GIVEN PASSAGE ->
┄┄┄┄┄┄
October 20, 2018
by Mona Abu Rayyan, Jordan
I can’t seem to write about the dance. It’s so strange. Because it’s all whirling in my head, the words. I can’t put them down in any particular order. The letters whirl like a calligraphic-dervish in my head. In Arabic. From right to left. Whirling, whirling, and whirling. Over and over and over. It makes me dizzy. So I switch to English. And they whirl again. From left to right.
I guess it’s a different form of chaos. Maybe I am chaos.
Then again, maybe tomorrow it will come. And they will flow. In circles and circles and circles until they find their way into a stream to dance on my screen.
I can’t write on paper anymore. Isn’t that strange? My hand doesn’t write fast enough on paper. Pencils and pens like ski poles, dragging my words. On the screen, I whip the words. I type so fast, almost as fast as I think them. For another moment, I thank the Creator that I was born during this time. I don’t know what I would have done without my keyboard.
The whirling all started with a poem. That spoke of a generous window. And clothes, hanging, waiting patiently in a closet to be worn. I always felt the love of inanimate objects that hold us so quietly. So kindly. Without wanting. Inanimate. With no strings. Sturdy. Like my father. A rock. The strength, the steadiness, the symbol moves me. It stops me in my tracks with its beauty.
I see him whirling. In a Sufi gown. Beautiful in his whirl. Hands outstretched, eyes like an eagle. Piercing through my tears into the black hole that holds my soul.
┄┄┄┄┄┄
EXERCISE DATA ->
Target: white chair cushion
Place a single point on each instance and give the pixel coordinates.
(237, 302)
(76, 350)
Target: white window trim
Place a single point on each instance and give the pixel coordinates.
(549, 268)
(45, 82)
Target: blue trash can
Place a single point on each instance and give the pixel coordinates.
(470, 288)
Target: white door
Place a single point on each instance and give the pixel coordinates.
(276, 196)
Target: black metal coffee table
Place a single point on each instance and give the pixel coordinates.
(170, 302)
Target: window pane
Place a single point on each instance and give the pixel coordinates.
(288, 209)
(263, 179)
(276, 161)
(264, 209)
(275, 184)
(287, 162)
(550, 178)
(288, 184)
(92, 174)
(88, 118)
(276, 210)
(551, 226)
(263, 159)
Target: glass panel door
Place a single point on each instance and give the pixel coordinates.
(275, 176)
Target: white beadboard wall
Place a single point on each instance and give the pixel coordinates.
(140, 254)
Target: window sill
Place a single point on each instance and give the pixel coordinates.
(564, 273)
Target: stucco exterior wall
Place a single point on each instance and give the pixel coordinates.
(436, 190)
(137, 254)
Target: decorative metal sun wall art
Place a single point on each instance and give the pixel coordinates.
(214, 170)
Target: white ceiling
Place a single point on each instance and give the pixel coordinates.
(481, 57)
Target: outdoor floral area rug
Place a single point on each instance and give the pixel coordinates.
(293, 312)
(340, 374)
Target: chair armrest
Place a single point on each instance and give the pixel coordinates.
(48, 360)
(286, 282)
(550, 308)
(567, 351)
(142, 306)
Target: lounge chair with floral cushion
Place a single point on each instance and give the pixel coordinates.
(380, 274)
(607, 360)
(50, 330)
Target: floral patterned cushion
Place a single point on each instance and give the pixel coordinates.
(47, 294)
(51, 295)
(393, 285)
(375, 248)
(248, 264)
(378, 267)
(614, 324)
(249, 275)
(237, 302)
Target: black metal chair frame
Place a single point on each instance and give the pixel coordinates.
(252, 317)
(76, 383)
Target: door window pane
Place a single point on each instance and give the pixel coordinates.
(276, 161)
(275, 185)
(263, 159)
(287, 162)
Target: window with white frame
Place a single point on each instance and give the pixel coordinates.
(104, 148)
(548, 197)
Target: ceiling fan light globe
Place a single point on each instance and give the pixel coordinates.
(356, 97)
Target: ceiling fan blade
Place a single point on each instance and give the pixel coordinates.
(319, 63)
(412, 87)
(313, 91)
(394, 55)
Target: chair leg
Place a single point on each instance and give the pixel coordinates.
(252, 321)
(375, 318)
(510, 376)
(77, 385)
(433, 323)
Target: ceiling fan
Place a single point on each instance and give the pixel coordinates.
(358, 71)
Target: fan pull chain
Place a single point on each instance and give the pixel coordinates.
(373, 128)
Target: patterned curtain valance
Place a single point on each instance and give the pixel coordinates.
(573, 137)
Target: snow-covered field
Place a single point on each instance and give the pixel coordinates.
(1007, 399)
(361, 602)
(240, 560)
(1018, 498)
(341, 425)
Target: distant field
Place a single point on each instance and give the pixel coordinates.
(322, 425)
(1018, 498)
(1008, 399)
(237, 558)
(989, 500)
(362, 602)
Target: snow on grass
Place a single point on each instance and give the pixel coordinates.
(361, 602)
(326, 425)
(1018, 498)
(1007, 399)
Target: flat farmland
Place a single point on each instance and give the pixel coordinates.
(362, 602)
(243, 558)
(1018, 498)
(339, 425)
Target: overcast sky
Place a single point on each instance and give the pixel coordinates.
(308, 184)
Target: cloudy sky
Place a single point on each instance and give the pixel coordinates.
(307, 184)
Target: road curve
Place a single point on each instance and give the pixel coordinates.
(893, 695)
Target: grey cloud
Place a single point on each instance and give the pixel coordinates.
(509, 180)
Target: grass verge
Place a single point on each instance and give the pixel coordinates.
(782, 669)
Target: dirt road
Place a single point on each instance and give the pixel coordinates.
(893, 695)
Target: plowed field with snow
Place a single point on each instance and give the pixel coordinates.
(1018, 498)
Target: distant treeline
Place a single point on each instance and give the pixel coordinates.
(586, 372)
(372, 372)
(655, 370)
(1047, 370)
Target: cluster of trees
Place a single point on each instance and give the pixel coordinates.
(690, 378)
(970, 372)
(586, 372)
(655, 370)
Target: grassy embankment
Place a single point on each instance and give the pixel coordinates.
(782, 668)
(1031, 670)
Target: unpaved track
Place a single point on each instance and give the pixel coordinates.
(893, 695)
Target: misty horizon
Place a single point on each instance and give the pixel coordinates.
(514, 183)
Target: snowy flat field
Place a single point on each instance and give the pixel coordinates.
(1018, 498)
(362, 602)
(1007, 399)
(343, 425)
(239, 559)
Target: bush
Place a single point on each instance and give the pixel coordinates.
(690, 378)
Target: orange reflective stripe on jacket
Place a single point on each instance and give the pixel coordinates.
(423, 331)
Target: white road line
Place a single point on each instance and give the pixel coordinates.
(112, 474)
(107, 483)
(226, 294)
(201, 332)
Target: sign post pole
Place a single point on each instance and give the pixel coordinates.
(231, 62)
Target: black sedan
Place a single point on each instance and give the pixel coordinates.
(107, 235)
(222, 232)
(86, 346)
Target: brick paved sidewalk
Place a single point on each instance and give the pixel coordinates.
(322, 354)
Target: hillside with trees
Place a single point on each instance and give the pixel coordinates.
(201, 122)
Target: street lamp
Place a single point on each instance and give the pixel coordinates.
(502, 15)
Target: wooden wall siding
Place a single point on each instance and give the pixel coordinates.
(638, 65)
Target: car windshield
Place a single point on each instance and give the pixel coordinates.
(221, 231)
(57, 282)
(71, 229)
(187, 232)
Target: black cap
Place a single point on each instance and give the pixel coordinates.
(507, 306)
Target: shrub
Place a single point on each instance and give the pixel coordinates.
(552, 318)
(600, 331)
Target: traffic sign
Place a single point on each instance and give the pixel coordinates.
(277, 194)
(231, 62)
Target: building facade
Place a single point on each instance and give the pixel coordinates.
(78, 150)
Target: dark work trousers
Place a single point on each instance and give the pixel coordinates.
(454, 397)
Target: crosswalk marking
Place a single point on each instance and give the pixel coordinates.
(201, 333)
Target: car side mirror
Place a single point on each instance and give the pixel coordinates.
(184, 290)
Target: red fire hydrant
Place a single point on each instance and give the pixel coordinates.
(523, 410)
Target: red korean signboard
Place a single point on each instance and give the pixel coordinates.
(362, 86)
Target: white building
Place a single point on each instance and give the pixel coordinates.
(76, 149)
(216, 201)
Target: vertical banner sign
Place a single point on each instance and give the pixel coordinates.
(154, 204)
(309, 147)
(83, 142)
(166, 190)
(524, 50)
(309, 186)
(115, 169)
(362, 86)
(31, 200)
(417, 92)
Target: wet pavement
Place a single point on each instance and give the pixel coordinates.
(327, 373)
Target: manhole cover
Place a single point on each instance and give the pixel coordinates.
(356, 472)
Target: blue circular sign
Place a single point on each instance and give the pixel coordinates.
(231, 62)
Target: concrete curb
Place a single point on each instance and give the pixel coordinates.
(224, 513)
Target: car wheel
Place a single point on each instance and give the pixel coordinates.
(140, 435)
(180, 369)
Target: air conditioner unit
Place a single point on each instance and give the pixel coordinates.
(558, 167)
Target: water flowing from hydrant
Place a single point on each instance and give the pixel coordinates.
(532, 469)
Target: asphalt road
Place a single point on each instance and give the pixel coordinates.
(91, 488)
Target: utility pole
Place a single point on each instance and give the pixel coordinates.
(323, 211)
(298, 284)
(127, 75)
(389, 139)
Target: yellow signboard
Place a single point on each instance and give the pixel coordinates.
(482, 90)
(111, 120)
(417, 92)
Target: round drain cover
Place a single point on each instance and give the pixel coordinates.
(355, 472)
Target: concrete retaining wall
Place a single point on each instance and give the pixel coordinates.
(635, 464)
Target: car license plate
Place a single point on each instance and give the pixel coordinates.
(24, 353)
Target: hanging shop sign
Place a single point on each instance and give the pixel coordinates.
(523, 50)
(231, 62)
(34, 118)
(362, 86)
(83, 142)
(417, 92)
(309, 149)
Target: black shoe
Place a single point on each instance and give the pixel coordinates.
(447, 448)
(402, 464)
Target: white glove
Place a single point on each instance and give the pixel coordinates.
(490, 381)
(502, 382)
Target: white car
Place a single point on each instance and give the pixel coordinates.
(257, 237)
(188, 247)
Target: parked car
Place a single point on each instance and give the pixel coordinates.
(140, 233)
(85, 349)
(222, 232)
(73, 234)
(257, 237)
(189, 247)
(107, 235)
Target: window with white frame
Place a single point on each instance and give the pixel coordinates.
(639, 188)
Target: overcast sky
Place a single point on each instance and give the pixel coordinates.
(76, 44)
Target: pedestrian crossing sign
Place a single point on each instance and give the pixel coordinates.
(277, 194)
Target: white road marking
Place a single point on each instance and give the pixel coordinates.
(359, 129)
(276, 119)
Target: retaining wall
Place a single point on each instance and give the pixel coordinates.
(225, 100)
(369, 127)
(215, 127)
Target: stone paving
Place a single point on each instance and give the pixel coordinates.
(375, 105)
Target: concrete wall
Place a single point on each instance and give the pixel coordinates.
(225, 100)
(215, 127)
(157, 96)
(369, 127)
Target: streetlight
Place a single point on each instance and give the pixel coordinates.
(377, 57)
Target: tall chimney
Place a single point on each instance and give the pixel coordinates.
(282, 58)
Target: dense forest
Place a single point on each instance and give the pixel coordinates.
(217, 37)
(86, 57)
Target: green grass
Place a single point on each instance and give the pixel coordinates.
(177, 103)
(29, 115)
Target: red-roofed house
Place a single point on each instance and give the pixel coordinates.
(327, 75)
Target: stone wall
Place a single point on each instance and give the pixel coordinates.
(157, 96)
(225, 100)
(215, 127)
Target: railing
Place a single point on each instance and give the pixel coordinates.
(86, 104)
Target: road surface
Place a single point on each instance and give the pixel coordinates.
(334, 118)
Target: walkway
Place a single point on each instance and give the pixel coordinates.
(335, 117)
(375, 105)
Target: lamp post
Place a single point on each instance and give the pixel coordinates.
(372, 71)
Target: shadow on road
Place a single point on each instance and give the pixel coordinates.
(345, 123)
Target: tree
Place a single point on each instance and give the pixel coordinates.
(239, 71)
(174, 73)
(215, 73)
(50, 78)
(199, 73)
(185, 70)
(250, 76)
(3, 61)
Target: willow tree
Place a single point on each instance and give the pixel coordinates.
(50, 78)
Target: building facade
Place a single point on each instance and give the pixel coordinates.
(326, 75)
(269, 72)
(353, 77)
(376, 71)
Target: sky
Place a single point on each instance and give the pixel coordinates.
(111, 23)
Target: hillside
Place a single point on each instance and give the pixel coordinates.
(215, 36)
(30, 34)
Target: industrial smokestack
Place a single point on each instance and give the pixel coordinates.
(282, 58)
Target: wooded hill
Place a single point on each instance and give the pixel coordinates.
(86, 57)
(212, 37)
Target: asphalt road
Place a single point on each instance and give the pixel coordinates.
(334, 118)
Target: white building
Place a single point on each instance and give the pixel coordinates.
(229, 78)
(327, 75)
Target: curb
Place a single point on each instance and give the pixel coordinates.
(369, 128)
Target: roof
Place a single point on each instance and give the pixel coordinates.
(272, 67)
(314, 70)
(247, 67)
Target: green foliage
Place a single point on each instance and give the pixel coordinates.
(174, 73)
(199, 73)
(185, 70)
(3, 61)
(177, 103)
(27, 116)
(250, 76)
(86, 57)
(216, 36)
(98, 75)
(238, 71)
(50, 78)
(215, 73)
┄┄┄┄┄┄
QUESTIONS ->
1 – In the essay about writing the dance, what did the whirling start with?
2 – Swap "chaos" for "disorder" in the essay about writing the dance, and reproduce it from "I guess it’s" up to and including "on my screen.".
3 – Finish out the next part of the essay about the whirling dance, picking up after its final sentence.

WRITTEN ANSWERS ->
1 – A poem.

2 –
I guess it’s a different form of disorder. Maybe I am disorder.
Then again, maybe tomorrow it will come. And they will flow. In circles and circles and circles until they find their way into a stream to dance on my screen.

3 –
There is a string of lights in there, she says – from out there. Somewhere in my left eye. I shift to the right. She says, Oh my God. They’re still there. Then she laughs, giggling, gurgling, tearing in laughter. Her blue eyes sparkling like the child in her and the owl beyond. She laughs because the lights are not from out there but actually in there somewhere between a kneeling Buddha and a black jaguar, silent in stealth, and powerful, she says. She sees him through his eye in my eye. And laughs and laughs and laughs. It is just too strange, she says. I laugh too as the owl in her eye stretches into a long thin line tugged by the opening of his huge, round eyes. Blinking.
He talks about a Nepalese ball. An eagle soaring across skies and mountains. Majestic. Green. Blue. Big. Beautiful. He soars over a shimmering lake to land beyond deep, into the forest, into the black wolf that runs and runs and runs. Soaring over the land. He says, I smelt it. I saw it. I felt it. I know forever why they love to run this way. Through the forest. Onto the tree, fallen, dead, but also tilted from the earth, pointing to the sky.
Become the sky, another dervish says.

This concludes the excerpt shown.